## BEGIN DOCUMENT SECTION

While Intel has been outlining the company's multi-product vision for its data-centric future, archrival AMD has been riding high on the promising growth trends of its Ryzen desktop and EPYC server CPUs, as well as plans for its next-generation, 7-nanometer line of processors.

The Santa Clara, Calif.-based company has not been shy about its perceived chip manufacturing position over Intel, which has delayed mass production for its next-generation 10nm processors for multiple years. Intel's 10nm desktop CPU will now launch for holiday 2019 while its 10nm server processor won't come out until 2020. AMD, on the other hand, is expected to launch its 7nm server chip next year with the desktop version to follow sometime after that.

In an exclusive interview with CRN, AMD CTO Mark Papermaster reiterated the company's confidence in its 7nm plans, how it was able to leapfrog over the "incremental step" of 10nm and laid out the company's plans to take more market share in the server and desktop markets.

"That's what AMD has always been about — innovation — but now it's got a razor's edge to fight against larger competitors that have been dominating the industry," he said.

## END DOCUMENT SECTION

YOUR TASKS:
1/ Duplicate the portion of the AMD article that opens with the words containing "While Intel has" and closes with "line of processors.".
2/ In the AMD article, when is Intel's 10nm server processor due to come out?

## BEGIN LISTED RECORDS

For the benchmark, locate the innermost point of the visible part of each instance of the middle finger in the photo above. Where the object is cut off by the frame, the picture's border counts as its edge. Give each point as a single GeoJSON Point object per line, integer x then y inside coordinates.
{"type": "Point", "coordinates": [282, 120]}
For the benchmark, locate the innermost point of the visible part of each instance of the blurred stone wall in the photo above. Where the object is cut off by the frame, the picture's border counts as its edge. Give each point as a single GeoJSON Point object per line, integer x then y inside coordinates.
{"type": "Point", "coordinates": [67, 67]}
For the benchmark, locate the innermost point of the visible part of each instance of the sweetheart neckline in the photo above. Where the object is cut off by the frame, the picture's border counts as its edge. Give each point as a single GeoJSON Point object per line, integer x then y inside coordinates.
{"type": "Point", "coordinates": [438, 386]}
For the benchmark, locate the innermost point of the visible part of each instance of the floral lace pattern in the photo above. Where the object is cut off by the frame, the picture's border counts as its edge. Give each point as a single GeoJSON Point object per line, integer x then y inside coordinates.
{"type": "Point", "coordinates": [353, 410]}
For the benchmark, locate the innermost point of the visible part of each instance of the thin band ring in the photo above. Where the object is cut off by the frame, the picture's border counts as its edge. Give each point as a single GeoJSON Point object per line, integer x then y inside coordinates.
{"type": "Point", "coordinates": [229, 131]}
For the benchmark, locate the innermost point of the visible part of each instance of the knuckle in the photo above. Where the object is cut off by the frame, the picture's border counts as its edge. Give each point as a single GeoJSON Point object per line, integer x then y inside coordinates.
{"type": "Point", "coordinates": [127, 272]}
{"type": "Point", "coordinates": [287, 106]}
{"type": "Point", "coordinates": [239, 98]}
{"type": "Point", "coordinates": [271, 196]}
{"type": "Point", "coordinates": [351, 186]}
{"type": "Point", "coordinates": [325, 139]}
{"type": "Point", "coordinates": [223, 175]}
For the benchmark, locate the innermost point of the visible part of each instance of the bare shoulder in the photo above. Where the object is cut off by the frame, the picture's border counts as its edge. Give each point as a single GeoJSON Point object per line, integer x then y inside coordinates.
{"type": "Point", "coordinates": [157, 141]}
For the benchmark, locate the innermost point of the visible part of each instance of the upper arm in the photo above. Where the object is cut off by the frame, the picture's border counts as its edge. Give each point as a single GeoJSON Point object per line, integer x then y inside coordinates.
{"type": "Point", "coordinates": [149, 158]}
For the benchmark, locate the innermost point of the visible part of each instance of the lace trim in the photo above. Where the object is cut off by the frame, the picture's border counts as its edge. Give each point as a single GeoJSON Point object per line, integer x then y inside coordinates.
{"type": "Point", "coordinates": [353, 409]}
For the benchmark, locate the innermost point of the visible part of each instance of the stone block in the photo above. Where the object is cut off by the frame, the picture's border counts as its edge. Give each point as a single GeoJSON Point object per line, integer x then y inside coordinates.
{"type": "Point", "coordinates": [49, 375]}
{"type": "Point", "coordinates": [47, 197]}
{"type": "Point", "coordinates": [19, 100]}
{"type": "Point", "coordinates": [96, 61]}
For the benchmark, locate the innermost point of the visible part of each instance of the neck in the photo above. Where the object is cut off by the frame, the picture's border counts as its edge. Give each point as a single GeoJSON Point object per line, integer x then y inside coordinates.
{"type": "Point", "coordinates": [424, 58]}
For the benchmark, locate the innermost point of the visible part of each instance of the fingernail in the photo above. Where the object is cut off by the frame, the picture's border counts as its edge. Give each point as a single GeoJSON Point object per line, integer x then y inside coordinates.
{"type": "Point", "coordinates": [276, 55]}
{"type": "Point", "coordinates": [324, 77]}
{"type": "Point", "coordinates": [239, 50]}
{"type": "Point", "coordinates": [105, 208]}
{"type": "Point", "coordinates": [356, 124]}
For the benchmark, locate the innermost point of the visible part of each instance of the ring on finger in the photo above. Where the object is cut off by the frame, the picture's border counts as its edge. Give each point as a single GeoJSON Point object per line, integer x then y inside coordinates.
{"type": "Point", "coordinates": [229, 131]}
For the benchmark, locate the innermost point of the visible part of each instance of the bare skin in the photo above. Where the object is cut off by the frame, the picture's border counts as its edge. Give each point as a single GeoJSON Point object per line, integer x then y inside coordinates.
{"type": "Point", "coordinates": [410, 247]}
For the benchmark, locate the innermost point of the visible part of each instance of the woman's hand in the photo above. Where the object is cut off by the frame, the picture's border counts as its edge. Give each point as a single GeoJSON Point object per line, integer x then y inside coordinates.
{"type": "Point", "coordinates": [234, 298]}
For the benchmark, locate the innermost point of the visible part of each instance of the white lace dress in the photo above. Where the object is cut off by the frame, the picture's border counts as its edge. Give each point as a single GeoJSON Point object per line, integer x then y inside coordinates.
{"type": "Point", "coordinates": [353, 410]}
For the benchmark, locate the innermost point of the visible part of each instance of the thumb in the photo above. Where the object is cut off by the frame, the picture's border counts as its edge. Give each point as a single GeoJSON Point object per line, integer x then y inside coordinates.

## END LISTED RECORDS

RESULTS BY TASK:
1/
While Intel has been outlining the company's multi-product vision for its data-centric future, archrival AMD has been riding high on the promising growth trends of its Ryzen desktop and EPYC server CPUs, as well as plans for its next-generation, 7-nanometer line of processors.

2/ Not until 2020.